__Assignment__: Restate all the entries exactly as they appear, apart from the pictures.

(Saved data entries)

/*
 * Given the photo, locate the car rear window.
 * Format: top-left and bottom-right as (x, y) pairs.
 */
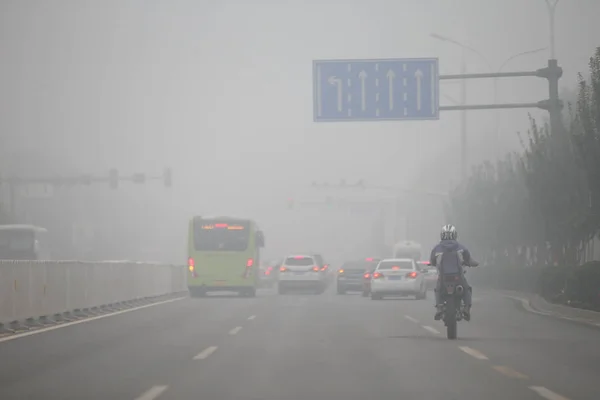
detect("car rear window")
(377, 260), (414, 270)
(342, 261), (370, 271)
(284, 256), (315, 266)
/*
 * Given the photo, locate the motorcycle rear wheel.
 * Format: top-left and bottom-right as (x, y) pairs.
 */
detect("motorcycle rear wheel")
(444, 300), (458, 340)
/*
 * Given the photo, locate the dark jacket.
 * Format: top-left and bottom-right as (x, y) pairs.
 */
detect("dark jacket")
(429, 239), (472, 274)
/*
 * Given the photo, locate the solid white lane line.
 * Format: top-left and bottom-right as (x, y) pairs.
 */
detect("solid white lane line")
(458, 346), (489, 360)
(229, 326), (242, 335)
(193, 346), (218, 360)
(247, 315), (256, 320)
(529, 386), (570, 400)
(135, 385), (169, 400)
(0, 297), (186, 344)
(492, 365), (529, 380)
(404, 315), (419, 323)
(422, 325), (440, 335)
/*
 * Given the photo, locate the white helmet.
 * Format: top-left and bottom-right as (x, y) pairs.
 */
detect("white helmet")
(441, 224), (457, 240)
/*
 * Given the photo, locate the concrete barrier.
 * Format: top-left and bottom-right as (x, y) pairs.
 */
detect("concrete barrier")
(0, 261), (187, 331)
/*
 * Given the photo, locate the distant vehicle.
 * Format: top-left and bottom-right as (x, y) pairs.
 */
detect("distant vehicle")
(418, 261), (437, 290)
(335, 258), (379, 295)
(259, 263), (276, 288)
(370, 258), (427, 300)
(0, 224), (50, 260)
(278, 254), (327, 295)
(393, 241), (422, 261)
(187, 216), (265, 297)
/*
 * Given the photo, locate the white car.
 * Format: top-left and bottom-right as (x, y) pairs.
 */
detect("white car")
(278, 255), (327, 294)
(370, 258), (427, 300)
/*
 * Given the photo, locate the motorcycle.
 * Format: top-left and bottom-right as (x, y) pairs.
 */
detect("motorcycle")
(440, 273), (467, 340)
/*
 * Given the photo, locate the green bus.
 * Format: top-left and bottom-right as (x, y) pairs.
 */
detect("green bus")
(187, 216), (265, 297)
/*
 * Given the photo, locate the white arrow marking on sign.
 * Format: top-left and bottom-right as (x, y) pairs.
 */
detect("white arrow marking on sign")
(358, 70), (367, 111)
(415, 69), (423, 111)
(328, 76), (343, 112)
(386, 69), (396, 110)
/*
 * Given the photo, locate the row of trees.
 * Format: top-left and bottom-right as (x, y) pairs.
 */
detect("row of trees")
(447, 48), (600, 269)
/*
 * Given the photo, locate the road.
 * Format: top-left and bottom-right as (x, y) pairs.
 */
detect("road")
(0, 287), (598, 400)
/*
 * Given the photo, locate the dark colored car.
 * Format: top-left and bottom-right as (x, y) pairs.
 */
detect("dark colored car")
(337, 258), (380, 295)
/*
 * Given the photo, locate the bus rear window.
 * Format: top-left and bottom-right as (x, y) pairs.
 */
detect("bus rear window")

__Reply to the exercise__:
/*
 * Given the photo, locate the car rear window.
 * Format: top-left and bottom-right as (x, y) pairs.
 */
detect("car rear window")
(377, 260), (414, 270)
(342, 261), (370, 271)
(284, 256), (315, 266)
/*
 * Given the photo, locate the motorcycle rear wheel.
 * Format: top-left and bottom-right as (x, y) pairs.
 */
detect("motorcycle rear wheel")
(444, 300), (458, 340)
/*
 * Given the photo, locate the dark jacket.
 * Format: top-left and bottom-right as (x, y) pairs.
 */
detect("dark jacket")
(429, 239), (472, 274)
/*
 * Given the photo, locate the solid white lane line.
 * Format: top-left and bottom-right as (x, y) pairs.
 */
detect("solid white lane line")
(458, 346), (489, 360)
(229, 326), (242, 335)
(193, 346), (218, 360)
(247, 315), (256, 320)
(529, 386), (570, 400)
(135, 385), (169, 400)
(0, 297), (186, 344)
(492, 365), (529, 380)
(404, 315), (419, 323)
(422, 325), (440, 335)
/*
 * Given the photo, locate the white helmet.
 * Format: top-left and bottom-right as (x, y) pairs.
 */
detect("white helmet")
(441, 224), (457, 240)
/*
 * Given the photo, locate the concrete barrier.
 * Format: top-left and bottom-right as (x, y) pairs.
 */
detect("concrete barrier")
(0, 261), (187, 331)
/*
 * Given the photo, locate the distant vehicle.
 * Format: top-left and bottom-right as (x, y) pairs.
 */
detect("distant vehicle")
(418, 261), (437, 290)
(335, 258), (379, 295)
(259, 263), (276, 288)
(370, 258), (427, 300)
(0, 224), (50, 260)
(278, 254), (327, 295)
(393, 241), (422, 261)
(187, 216), (265, 297)
/*
 * Given the photo, locate the white car.
 * Format: top-left and bottom-right as (x, y) pairs.
 */
detect("white car")
(278, 255), (327, 294)
(370, 258), (427, 300)
/*
 * Given the photo, locate the motorcycle.
 * Format: top-left and bottom-right as (x, y) pairs.
 */
detect("motorcycle")
(440, 273), (467, 340)
/*
 * Given the photo, locate the green bus.
 * Format: top-left and bottom-right as (x, y) pairs.
 */
detect("green bus")
(187, 216), (265, 297)
/*
 * Given the photo, locate the white arrow marking on sign.
 * Format: top-left and bottom-right as (x, y) pairs.
 */
detect("white arrow marking on sign")
(358, 70), (367, 111)
(415, 69), (423, 111)
(328, 76), (343, 112)
(386, 69), (396, 110)
/*
 * Given the photo, locate the row of trees.
 * Format: top-left and bottom-right as (x, y) pairs.
 */
detect("row of trees")
(447, 48), (600, 269)
/*
 * Given the photo, locate the road.
 * Format: top-left and bottom-right as (x, y) pairs.
 */
detect("road")
(0, 287), (598, 400)
/*
 * Given the photo, locate the dark colored car.
 * Format: top-left and bottom-right as (x, y) pairs.
 */
detect("dark colored car")
(337, 258), (380, 295)
/*
 * Given the photo, locate the bus rear window.
 * Format: top-left and bottom-right as (x, y) pairs.
 */
detect("bus rear window")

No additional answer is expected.